**What is being asked:** Filter the lines below, keeping each one that holds "shirt".

[Referring expression pointing data]

________________________

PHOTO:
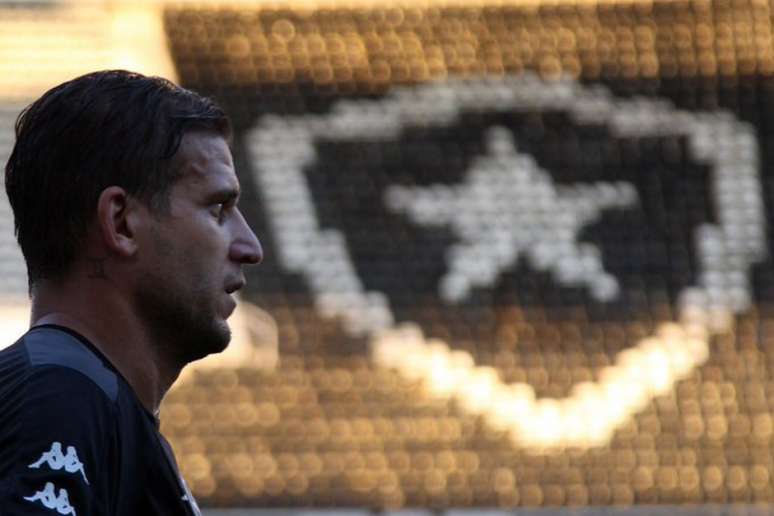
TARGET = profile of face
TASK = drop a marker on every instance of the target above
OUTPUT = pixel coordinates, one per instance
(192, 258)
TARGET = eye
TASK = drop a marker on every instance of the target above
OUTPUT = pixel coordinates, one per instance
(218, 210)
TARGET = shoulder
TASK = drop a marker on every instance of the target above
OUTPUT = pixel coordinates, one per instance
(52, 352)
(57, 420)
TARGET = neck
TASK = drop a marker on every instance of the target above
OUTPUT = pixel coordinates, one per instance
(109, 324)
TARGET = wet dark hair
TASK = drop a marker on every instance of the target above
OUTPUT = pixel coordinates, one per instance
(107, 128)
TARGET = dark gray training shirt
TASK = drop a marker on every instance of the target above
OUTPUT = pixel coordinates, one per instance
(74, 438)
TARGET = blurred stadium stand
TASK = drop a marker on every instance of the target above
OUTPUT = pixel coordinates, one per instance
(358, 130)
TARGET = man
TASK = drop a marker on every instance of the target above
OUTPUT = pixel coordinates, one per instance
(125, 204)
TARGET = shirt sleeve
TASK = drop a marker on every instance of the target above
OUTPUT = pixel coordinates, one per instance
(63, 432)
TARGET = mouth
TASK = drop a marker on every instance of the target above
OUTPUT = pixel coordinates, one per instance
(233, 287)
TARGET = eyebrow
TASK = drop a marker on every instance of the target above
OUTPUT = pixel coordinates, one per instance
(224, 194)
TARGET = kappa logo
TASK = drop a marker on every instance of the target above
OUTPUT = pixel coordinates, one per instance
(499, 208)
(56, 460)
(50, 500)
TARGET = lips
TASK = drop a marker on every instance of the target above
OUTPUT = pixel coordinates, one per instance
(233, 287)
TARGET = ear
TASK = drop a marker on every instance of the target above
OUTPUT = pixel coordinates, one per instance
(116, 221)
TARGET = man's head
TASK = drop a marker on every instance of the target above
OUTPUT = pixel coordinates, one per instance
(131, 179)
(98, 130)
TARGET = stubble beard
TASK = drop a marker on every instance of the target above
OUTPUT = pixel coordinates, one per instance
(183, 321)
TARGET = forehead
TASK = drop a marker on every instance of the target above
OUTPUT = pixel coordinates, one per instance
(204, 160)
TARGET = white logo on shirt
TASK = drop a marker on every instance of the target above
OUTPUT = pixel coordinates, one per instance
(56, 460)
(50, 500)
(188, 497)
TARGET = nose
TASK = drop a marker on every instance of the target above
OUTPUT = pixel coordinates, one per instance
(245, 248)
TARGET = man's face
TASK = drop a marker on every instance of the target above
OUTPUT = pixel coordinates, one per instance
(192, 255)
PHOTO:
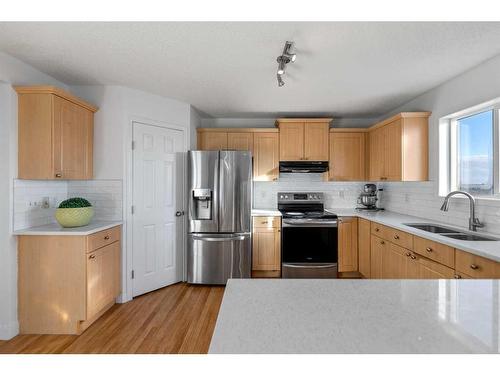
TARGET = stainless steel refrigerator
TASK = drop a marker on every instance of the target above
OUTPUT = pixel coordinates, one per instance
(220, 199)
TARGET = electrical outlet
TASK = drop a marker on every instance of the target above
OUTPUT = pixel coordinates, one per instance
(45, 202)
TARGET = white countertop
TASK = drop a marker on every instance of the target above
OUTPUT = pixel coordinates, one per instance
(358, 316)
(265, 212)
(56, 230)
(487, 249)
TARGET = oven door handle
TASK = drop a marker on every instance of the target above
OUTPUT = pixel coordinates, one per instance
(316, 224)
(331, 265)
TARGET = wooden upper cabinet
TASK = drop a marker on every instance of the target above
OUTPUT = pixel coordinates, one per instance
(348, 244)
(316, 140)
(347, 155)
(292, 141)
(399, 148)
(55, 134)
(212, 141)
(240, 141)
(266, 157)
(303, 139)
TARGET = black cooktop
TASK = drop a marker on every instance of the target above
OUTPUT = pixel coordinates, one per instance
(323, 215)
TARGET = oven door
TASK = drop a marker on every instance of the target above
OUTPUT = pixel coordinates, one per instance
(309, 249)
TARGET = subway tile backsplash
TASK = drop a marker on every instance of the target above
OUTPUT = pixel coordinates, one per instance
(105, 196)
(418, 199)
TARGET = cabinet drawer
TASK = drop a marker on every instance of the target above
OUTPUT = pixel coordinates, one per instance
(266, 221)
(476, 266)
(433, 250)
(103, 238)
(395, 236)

________________________

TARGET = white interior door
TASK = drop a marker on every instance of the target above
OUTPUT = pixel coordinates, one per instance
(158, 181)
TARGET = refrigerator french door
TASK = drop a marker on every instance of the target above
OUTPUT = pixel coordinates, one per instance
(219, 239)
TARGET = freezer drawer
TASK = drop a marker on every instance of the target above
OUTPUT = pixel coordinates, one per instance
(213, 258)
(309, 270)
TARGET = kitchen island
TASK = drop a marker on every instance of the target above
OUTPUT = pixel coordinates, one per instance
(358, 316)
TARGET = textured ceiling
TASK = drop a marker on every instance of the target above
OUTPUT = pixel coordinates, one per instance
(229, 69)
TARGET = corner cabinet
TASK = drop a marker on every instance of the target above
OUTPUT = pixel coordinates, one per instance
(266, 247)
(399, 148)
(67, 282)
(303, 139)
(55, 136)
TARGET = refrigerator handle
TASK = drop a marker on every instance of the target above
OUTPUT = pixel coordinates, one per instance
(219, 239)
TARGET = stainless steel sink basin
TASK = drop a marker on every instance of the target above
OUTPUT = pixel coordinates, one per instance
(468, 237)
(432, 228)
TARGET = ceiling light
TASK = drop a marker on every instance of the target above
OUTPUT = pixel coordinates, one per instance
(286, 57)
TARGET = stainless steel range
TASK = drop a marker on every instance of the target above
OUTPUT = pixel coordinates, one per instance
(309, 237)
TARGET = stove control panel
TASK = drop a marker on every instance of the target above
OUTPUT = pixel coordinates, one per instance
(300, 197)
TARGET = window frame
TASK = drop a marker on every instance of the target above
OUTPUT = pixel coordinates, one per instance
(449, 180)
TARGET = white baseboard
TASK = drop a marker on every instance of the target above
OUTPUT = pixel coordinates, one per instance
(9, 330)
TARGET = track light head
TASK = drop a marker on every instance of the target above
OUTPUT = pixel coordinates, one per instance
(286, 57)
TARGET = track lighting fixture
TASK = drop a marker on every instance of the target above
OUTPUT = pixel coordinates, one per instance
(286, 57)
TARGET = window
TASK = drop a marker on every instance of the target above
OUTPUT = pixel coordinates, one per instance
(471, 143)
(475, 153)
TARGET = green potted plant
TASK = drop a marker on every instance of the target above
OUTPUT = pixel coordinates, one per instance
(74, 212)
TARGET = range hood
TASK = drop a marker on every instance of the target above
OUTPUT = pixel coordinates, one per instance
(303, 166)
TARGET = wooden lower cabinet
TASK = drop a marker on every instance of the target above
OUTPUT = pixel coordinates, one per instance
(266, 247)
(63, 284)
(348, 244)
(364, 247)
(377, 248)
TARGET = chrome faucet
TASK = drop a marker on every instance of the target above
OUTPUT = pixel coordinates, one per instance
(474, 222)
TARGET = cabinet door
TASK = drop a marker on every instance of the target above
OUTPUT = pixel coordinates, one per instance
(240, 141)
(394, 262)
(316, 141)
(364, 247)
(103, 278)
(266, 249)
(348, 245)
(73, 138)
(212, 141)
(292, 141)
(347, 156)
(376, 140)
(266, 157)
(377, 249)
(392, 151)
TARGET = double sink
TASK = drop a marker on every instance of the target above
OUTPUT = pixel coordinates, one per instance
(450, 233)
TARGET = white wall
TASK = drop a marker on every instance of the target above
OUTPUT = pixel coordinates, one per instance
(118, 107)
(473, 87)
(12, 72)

________________________

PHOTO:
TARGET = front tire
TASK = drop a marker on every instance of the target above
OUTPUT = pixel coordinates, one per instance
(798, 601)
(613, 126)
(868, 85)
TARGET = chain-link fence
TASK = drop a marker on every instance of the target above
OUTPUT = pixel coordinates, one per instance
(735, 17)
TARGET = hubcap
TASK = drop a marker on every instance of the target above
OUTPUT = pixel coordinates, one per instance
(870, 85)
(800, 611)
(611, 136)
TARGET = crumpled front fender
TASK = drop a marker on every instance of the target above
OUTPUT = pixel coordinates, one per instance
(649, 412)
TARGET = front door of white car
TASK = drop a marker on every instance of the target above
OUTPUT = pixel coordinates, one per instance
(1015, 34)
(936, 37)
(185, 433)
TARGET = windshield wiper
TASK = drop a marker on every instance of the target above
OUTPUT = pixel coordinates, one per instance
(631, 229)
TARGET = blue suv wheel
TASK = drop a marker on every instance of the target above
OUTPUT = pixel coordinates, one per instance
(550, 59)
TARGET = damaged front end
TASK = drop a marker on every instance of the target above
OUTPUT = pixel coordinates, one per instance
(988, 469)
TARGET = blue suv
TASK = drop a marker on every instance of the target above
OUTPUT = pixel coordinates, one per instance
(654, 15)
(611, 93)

________________________

**Written solution:**
TARGET = dark gray training shirt
TARGET = shirt sleeve
TARGET = white logo on shirt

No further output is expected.